- _Problem requirements_: Duplicate the lines of every entry below word for word, keeping each coordinate pair as it stands.

Point annotation records
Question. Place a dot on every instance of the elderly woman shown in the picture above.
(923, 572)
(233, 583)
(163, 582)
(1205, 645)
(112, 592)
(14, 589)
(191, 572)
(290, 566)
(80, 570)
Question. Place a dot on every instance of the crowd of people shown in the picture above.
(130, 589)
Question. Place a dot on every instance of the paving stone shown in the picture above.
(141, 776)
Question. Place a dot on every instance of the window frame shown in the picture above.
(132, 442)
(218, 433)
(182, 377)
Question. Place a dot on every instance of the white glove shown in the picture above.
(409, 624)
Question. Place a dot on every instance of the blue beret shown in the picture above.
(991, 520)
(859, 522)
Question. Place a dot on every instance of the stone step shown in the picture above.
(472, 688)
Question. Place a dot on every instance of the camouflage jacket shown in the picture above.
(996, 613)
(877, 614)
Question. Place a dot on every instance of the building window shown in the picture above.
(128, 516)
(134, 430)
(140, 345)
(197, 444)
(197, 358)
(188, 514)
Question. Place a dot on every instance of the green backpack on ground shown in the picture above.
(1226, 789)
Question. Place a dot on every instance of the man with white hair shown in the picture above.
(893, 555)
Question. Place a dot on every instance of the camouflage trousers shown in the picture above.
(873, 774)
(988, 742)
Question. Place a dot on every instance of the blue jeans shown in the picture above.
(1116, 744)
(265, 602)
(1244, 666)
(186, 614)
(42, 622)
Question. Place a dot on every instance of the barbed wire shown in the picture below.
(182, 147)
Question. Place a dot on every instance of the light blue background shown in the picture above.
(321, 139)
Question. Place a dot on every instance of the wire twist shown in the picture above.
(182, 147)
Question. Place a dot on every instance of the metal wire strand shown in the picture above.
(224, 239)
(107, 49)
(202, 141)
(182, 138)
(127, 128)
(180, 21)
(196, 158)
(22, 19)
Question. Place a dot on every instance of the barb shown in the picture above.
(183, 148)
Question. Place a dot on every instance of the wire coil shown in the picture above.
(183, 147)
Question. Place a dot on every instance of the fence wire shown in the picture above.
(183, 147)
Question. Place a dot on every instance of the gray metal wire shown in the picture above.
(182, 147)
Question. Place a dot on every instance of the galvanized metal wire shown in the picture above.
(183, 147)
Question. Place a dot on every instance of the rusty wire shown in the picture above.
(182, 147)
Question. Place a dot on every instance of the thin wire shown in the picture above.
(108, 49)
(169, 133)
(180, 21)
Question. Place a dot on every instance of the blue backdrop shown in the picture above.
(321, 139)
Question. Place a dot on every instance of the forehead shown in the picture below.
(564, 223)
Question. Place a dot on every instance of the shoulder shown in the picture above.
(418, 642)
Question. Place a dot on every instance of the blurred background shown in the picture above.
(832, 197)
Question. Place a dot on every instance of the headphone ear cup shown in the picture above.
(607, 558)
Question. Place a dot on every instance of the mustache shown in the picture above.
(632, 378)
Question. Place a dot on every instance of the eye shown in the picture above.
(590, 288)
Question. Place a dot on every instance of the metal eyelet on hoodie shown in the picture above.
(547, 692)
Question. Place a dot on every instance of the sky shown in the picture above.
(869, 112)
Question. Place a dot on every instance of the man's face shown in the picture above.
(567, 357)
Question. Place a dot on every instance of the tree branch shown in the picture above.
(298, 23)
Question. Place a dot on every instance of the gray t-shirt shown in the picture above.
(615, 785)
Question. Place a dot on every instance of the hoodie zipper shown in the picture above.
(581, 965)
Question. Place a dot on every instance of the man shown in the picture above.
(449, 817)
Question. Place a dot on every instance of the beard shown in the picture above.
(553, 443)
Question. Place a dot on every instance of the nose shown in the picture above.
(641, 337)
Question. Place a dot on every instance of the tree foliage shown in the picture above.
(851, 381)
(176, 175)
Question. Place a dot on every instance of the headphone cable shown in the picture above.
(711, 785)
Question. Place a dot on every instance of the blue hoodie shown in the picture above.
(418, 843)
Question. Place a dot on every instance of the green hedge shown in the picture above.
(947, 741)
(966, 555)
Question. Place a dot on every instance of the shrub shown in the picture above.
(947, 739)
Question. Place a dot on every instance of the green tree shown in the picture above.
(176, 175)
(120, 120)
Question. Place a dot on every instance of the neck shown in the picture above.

- _Complete response_:
Question. Place a dot on every instance of the elderly woman shown in the picture above.
(923, 572)
(233, 583)
(163, 582)
(1205, 645)
(112, 592)
(14, 589)
(191, 572)
(290, 566)
(80, 570)
Question. Place a dot on every instance of the crowd of people shown in the picture above.
(130, 589)
Question. Place a dot on every instance of the paving stone shown in the picture above.
(141, 776)
Question. Place a dot on every instance of the window frame shown in the picture above.
(132, 442)
(218, 433)
(182, 377)
Question. Place a dot on every instance of the white glove shown in the picture above.
(409, 624)
Question. Place a dot on every instance of the blue beret shown in the picture above.
(991, 520)
(859, 522)
Question. Place a dot on every instance of the stone step shown in the picture above.
(472, 688)
Question. Place a dot on every instance of the camouflage jacket shown in the picture above.
(996, 613)
(877, 614)
Question. Place a dot on every instance of the building window shown in the picture above.
(128, 516)
(134, 430)
(140, 345)
(197, 444)
(197, 358)
(188, 514)
Question. Place a dot on every instance of the green backpack on ground shown in the picture above.
(1226, 789)
Question. Place a dot on every instance of the man with white hair shown in the picture above.
(893, 555)
Question. Place a dot on every instance of the camouflage trousers shown in the picture above.
(873, 774)
(988, 742)
Question. Place a dot on every instance of the blue jeans shown in the picture above.
(1116, 744)
(265, 602)
(1244, 666)
(186, 614)
(42, 622)
Question. Place a dot on every instance of the barbed wire shown in the picture below.
(182, 147)
Question. Place a dot on every instance of the light blue background shown in the picture above.
(321, 139)
Question. Place a dot on every instance of the wire twist shown in the picture above.
(182, 147)
Question. Place a dot on every instance of the metal wire strand shown in the picture above.
(224, 239)
(107, 49)
(202, 141)
(182, 138)
(127, 128)
(180, 21)
(196, 158)
(22, 19)
Question. Place a dot on every instance of the barb shown in the picture above.
(183, 148)
Question. Place a dot on every instance of the wire coil shown in the picture above.
(183, 147)
Question. Place a dot on every instance of the fence wire shown in the picture above.
(183, 147)
Question. Place a dot on every instance of the gray metal wire shown in the picture above.
(182, 147)
Question. Place a dot on every instance of the galvanized metal wire shown in the picture above.
(183, 147)
Question. Place a dot on every instance of the rusty wire shown in the picture above.
(182, 147)
Question. Place a dot on every instance of the thin wire shown in the picture above.
(108, 49)
(169, 133)
(180, 21)
Question. Place a dot on every instance of the blue backdrop shown in the picture above.
(321, 139)
Question. Place a dot on every instance of the forehead shown in the picture below.
(564, 223)
Question. Place a dot on every instance of the shoulder shown in the picture above.
(418, 642)
Question. Place a dot on every instance of the blurred background shown in the picture above.
(832, 197)
Question. Place a dot on every instance of the headphone ear cup shown in the picture above.
(607, 558)
Question. Place a dot on every instance of the mustache shown in the picture above.
(632, 378)
Question. Place a dot on every instance of the eye shown in the picture above.
(590, 288)
Question. Place a dot on every instance of the metal eyelet on hoodie shown in the picture above.
(547, 692)
Question. Place a dot on every instance of the sky shown in the picture above.
(869, 112)
Question. Place a dot on every instance of the man's face shown in the picture above.
(567, 357)
Question. Place a dot on every instance of the tree branch shown in the picture above.
(298, 23)
Question. Place a dot on every instance of the gray t-shirt shown in the picture above.
(615, 785)
Question. Place a dot on every instance of the hoodie zipper shown in the picture above.
(581, 965)
Question. Place a dot on every instance of the man shown in the picture above.
(449, 817)
Question. Place a dot on every instance of the beard shown in the picture above.
(553, 443)
Question. Place a dot on every instance of the nose shown in the picture above.
(641, 337)
Question. Place a dot on every instance of the tree foliage shown in the picture above.
(851, 381)
(176, 175)
Question. Place a dot on every instance of the headphone cable shown in the picture above.
(711, 785)
Question. Place a dot on every instance of the blue hoodie shown in the picture above.
(418, 843)
Question. Place a dot on every instance of the green hedge shown in the picture above.
(947, 741)
(966, 555)
Question. Place a dot on every instance of the shrub shown in the picture above.
(947, 739)
Question. Place a dot on every instance of the green tree shown in the picture above.
(176, 175)
(120, 120)
Question. Place a dot on every instance of the neck shown in the picture above.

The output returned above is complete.